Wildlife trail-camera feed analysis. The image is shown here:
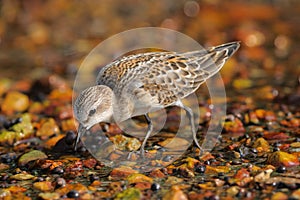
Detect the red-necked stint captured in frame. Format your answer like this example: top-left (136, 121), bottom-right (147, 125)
top-left (73, 41), bottom-right (240, 156)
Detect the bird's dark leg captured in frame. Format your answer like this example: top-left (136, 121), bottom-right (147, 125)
top-left (140, 114), bottom-right (153, 157)
top-left (177, 102), bottom-right (203, 155)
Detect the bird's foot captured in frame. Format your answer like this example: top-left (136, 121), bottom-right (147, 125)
top-left (139, 148), bottom-right (146, 160)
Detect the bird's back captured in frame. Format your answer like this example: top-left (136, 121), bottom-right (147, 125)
top-left (97, 42), bottom-right (240, 118)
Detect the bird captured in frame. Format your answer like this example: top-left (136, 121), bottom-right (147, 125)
top-left (73, 41), bottom-right (240, 156)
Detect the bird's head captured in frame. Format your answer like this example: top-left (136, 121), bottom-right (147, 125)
top-left (73, 85), bottom-right (114, 129)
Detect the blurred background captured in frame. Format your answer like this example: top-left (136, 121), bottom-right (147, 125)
top-left (0, 0), bottom-right (299, 105)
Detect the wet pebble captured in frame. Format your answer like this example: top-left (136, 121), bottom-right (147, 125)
top-left (206, 195), bottom-right (220, 200)
top-left (1, 91), bottom-right (29, 115)
top-left (55, 177), bottom-right (66, 188)
top-left (231, 159), bottom-right (242, 165)
top-left (67, 190), bottom-right (80, 198)
top-left (271, 192), bottom-right (288, 200)
top-left (65, 130), bottom-right (76, 145)
top-left (35, 177), bottom-right (44, 182)
top-left (204, 160), bottom-right (211, 165)
top-left (268, 151), bottom-right (299, 167)
top-left (18, 150), bottom-right (47, 166)
top-left (195, 165), bottom-right (206, 173)
top-left (33, 181), bottom-right (54, 191)
top-left (163, 185), bottom-right (188, 200)
top-left (247, 147), bottom-right (256, 154)
top-left (89, 174), bottom-right (99, 183)
top-left (223, 176), bottom-right (230, 184)
top-left (3, 117), bottom-right (22, 129)
top-left (1, 153), bottom-right (16, 163)
top-left (51, 167), bottom-right (64, 174)
top-left (276, 166), bottom-right (287, 173)
top-left (273, 147), bottom-right (280, 152)
top-left (151, 182), bottom-right (160, 191)
top-left (36, 118), bottom-right (60, 138)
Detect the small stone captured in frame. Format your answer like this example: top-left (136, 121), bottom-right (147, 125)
top-left (110, 134), bottom-right (141, 151)
top-left (250, 148), bottom-right (258, 154)
top-left (226, 186), bottom-right (240, 197)
top-left (66, 190), bottom-right (79, 198)
top-left (234, 168), bottom-right (250, 181)
top-left (18, 150), bottom-right (47, 166)
top-left (126, 173), bottom-right (153, 184)
top-left (65, 131), bottom-right (76, 145)
top-left (222, 116), bottom-right (245, 133)
top-left (89, 174), bottom-right (99, 183)
top-left (163, 185), bottom-right (188, 200)
top-left (83, 158), bottom-right (97, 169)
top-left (204, 160), bottom-right (211, 165)
top-left (10, 173), bottom-right (34, 180)
top-left (115, 188), bottom-right (141, 200)
top-left (268, 151), bottom-right (300, 167)
top-left (3, 117), bottom-right (22, 129)
top-left (35, 177), bottom-right (44, 182)
top-left (51, 167), bottom-right (64, 174)
top-left (33, 181), bottom-right (54, 191)
top-left (151, 183), bottom-right (160, 191)
top-left (61, 119), bottom-right (77, 132)
top-left (159, 137), bottom-right (190, 151)
top-left (1, 91), bottom-right (29, 115)
top-left (44, 134), bottom-right (65, 149)
top-left (223, 176), bottom-right (230, 184)
top-left (271, 192), bottom-right (288, 200)
top-left (0, 163), bottom-right (9, 171)
top-left (207, 195), bottom-right (220, 200)
top-left (36, 118), bottom-right (60, 138)
top-left (195, 165), bottom-right (206, 173)
top-left (276, 166), bottom-right (287, 173)
top-left (110, 166), bottom-right (138, 179)
top-left (205, 165), bottom-right (230, 174)
top-left (231, 159), bottom-right (242, 165)
top-left (253, 137), bottom-right (270, 153)
top-left (149, 169), bottom-right (166, 178)
top-left (0, 114), bottom-right (33, 145)
top-left (254, 169), bottom-right (273, 182)
top-left (38, 192), bottom-right (60, 200)
top-left (1, 153), bottom-right (16, 163)
top-left (55, 177), bottom-right (66, 188)
top-left (291, 189), bottom-right (300, 200)
top-left (290, 142), bottom-right (300, 148)
top-left (165, 176), bottom-right (183, 185)
top-left (273, 147), bottom-right (280, 152)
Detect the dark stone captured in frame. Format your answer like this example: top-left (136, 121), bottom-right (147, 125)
top-left (52, 167), bottom-right (64, 174)
top-left (276, 166), bottom-right (287, 173)
top-left (67, 190), bottom-right (79, 198)
top-left (89, 174), bottom-right (99, 183)
top-left (150, 183), bottom-right (160, 191)
top-left (195, 165), bottom-right (206, 173)
top-left (65, 131), bottom-right (76, 145)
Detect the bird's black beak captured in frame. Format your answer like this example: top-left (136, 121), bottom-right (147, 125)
top-left (74, 123), bottom-right (86, 151)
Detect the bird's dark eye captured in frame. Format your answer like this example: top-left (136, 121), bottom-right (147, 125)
top-left (88, 109), bottom-right (96, 116)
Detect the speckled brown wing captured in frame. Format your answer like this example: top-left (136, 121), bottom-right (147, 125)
top-left (96, 42), bottom-right (240, 116)
top-left (136, 42), bottom-right (240, 107)
top-left (96, 53), bottom-right (156, 90)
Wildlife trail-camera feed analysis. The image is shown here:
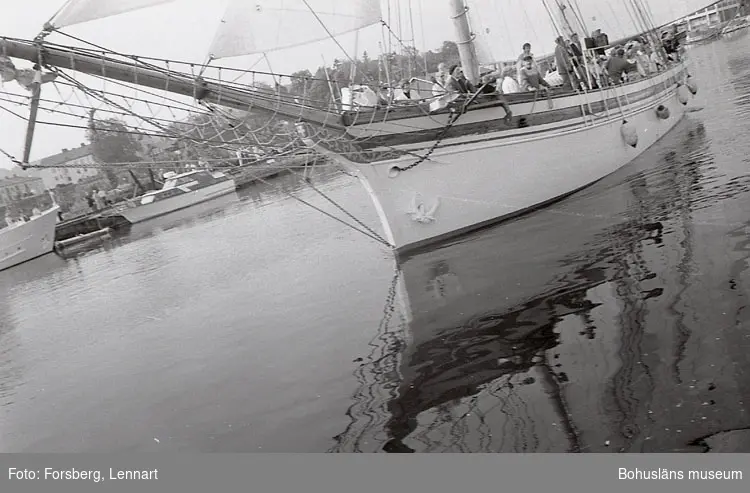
● ● ● ● ● ● ●
Task instructions:
Copy the records exactly. Skip the images.

Response for this exercise:
Wildlife trail-camera feed analysis. The image is shown here:
Detect the red-necked stint captured in frame. Format your answer like this example: top-left (136, 121), bottom-right (147, 125)
top-left (73, 41), bottom-right (240, 156)
Detect the bird's dark leg captured in frame. Format your answer like this example: top-left (136, 121), bottom-right (147, 125)
top-left (140, 114), bottom-right (153, 157)
top-left (177, 102), bottom-right (203, 155)
Detect the bird's foot captured in frame. Format your answer like this example: top-left (136, 121), bottom-right (147, 125)
top-left (139, 148), bottom-right (146, 160)
Detect the bird's back captured in frame. Format your answer like this example: top-left (136, 121), bottom-right (147, 125)
top-left (97, 42), bottom-right (240, 118)
Detect the bird captured in frame. Format your answer like this example: top-left (136, 121), bottom-right (147, 125)
top-left (73, 41), bottom-right (240, 156)
Detect the bird's head captured in frame. Format your answer like this example: top-left (136, 121), bottom-right (147, 125)
top-left (73, 85), bottom-right (114, 129)
Detect the blurred background captured in frame. Format your answer like this example: top-left (136, 121), bottom-right (147, 125)
top-left (0, 0), bottom-right (299, 105)
Detect the wet pebble captured in frame. Format your answer like this example: top-left (136, 121), bottom-right (147, 125)
top-left (206, 195), bottom-right (220, 200)
top-left (1, 91), bottom-right (29, 115)
top-left (55, 177), bottom-right (66, 188)
top-left (231, 159), bottom-right (242, 165)
top-left (67, 190), bottom-right (80, 198)
top-left (271, 192), bottom-right (288, 200)
top-left (65, 130), bottom-right (76, 145)
top-left (35, 177), bottom-right (44, 182)
top-left (204, 160), bottom-right (211, 165)
top-left (268, 151), bottom-right (299, 167)
top-left (18, 150), bottom-right (47, 166)
top-left (195, 165), bottom-right (206, 173)
top-left (33, 181), bottom-right (54, 191)
top-left (163, 185), bottom-right (188, 200)
top-left (247, 147), bottom-right (256, 154)
top-left (89, 174), bottom-right (99, 183)
top-left (223, 176), bottom-right (230, 184)
top-left (3, 117), bottom-right (22, 129)
top-left (1, 153), bottom-right (16, 163)
top-left (51, 167), bottom-right (64, 174)
top-left (276, 166), bottom-right (287, 173)
top-left (273, 147), bottom-right (280, 152)
top-left (151, 182), bottom-right (160, 191)
top-left (36, 118), bottom-right (60, 138)
Detect the small stone captured in frame. Format your answer like this example: top-left (136, 121), bottom-right (147, 125)
top-left (110, 134), bottom-right (141, 151)
top-left (250, 148), bottom-right (258, 154)
top-left (226, 186), bottom-right (240, 197)
top-left (66, 190), bottom-right (79, 198)
top-left (234, 168), bottom-right (250, 181)
top-left (18, 150), bottom-right (47, 166)
top-left (126, 173), bottom-right (153, 184)
top-left (65, 131), bottom-right (76, 145)
top-left (222, 116), bottom-right (245, 133)
top-left (89, 174), bottom-right (99, 183)
top-left (163, 185), bottom-right (188, 200)
top-left (83, 158), bottom-right (97, 169)
top-left (204, 160), bottom-right (211, 165)
top-left (10, 173), bottom-right (34, 180)
top-left (115, 188), bottom-right (141, 200)
top-left (268, 151), bottom-right (300, 167)
top-left (3, 117), bottom-right (22, 129)
top-left (35, 177), bottom-right (44, 182)
top-left (51, 167), bottom-right (64, 174)
top-left (33, 181), bottom-right (54, 191)
top-left (151, 183), bottom-right (160, 191)
top-left (61, 119), bottom-right (77, 132)
top-left (159, 137), bottom-right (190, 151)
top-left (1, 91), bottom-right (29, 115)
top-left (44, 134), bottom-right (65, 149)
top-left (223, 176), bottom-right (230, 184)
top-left (271, 192), bottom-right (288, 200)
top-left (0, 163), bottom-right (9, 171)
top-left (207, 195), bottom-right (220, 200)
top-left (36, 118), bottom-right (60, 138)
top-left (195, 165), bottom-right (206, 173)
top-left (276, 166), bottom-right (287, 173)
top-left (110, 166), bottom-right (138, 179)
top-left (205, 165), bottom-right (230, 174)
top-left (231, 159), bottom-right (242, 165)
top-left (253, 137), bottom-right (270, 153)
top-left (149, 169), bottom-right (166, 178)
top-left (0, 114), bottom-right (33, 145)
top-left (254, 169), bottom-right (273, 182)
top-left (38, 192), bottom-right (60, 200)
top-left (1, 153), bottom-right (16, 163)
top-left (55, 177), bottom-right (66, 188)
top-left (291, 189), bottom-right (300, 200)
top-left (290, 142), bottom-right (300, 148)
top-left (165, 176), bottom-right (183, 185)
top-left (273, 147), bottom-right (280, 152)
Detect the dark stone captured in frame. Format your answer like this example: top-left (136, 121), bottom-right (147, 125)
top-left (52, 167), bottom-right (64, 174)
top-left (276, 166), bottom-right (287, 173)
top-left (67, 190), bottom-right (79, 198)
top-left (89, 174), bottom-right (99, 183)
top-left (150, 183), bottom-right (160, 191)
top-left (195, 165), bottom-right (206, 173)
top-left (65, 131), bottom-right (76, 145)
Detect the bird's black beak captured in frame. Format your answer like this example: top-left (136, 121), bottom-right (147, 125)
top-left (74, 123), bottom-right (86, 151)
Detect the bird's dark eye captured in frame. Format your answer like this example: top-left (136, 121), bottom-right (147, 125)
top-left (88, 109), bottom-right (96, 116)
Detect the speckled brown wing captured in frame. Format your answer like this example: top-left (136, 121), bottom-right (147, 125)
top-left (96, 42), bottom-right (240, 116)
top-left (136, 42), bottom-right (240, 107)
top-left (96, 53), bottom-right (156, 90)
Wildlife trail-camera feed analysis. The image is shown here:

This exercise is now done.